How to complete this task
There is material below. Print exactly the lines starting at the line with "Segment each target" and ending at the line with "box: [213, 181, 400, 242]", ends included, and no others.

Dataset excerpts
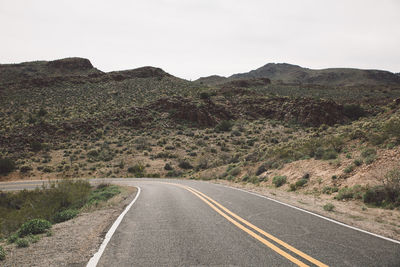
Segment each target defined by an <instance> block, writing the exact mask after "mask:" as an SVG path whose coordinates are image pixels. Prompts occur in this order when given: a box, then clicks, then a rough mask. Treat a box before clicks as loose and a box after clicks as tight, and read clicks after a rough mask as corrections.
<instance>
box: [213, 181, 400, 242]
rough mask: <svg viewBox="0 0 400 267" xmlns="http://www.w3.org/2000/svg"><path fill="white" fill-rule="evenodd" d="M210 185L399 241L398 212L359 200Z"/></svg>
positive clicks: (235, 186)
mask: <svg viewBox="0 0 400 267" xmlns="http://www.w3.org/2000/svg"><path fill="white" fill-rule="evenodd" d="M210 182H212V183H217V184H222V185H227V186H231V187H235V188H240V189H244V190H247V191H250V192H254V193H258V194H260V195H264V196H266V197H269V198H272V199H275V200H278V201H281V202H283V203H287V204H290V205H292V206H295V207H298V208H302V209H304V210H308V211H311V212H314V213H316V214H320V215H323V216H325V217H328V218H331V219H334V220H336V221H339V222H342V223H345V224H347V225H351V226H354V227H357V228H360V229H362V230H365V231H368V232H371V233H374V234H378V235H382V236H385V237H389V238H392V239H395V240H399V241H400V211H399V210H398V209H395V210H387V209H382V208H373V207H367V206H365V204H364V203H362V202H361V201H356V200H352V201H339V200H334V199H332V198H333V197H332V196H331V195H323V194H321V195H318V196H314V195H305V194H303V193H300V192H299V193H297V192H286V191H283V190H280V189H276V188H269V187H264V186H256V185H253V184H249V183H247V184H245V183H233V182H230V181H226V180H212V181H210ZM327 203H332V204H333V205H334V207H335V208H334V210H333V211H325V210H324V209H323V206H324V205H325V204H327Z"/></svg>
* * *
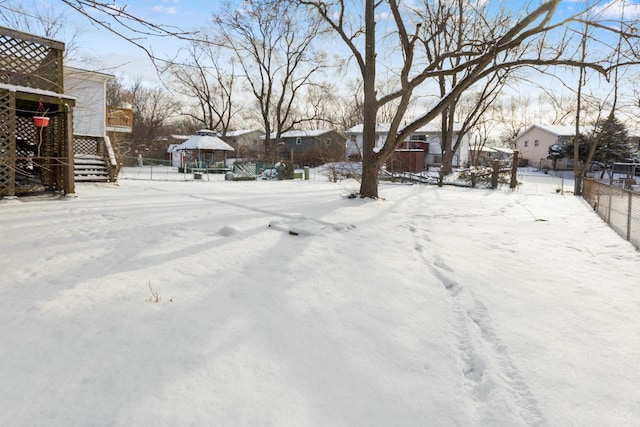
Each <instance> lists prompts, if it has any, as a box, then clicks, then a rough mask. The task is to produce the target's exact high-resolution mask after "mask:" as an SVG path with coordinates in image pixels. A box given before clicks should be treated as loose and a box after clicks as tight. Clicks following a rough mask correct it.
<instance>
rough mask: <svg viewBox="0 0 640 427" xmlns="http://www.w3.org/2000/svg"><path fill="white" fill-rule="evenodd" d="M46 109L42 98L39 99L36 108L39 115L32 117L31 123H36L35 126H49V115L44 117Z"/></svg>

Problem solution
Segment each target defined by an <instance> block, writing the exact mask after "mask:" as an SVG path whose coordinates are image pixels. Prompts occur in this order when given: a box, then clicks, then a rough mask. Treat a box before clicks as loose and a box after clicks as tight, and read clicks after a rough mask as corrections.
<instance>
box: [213, 181, 400, 242]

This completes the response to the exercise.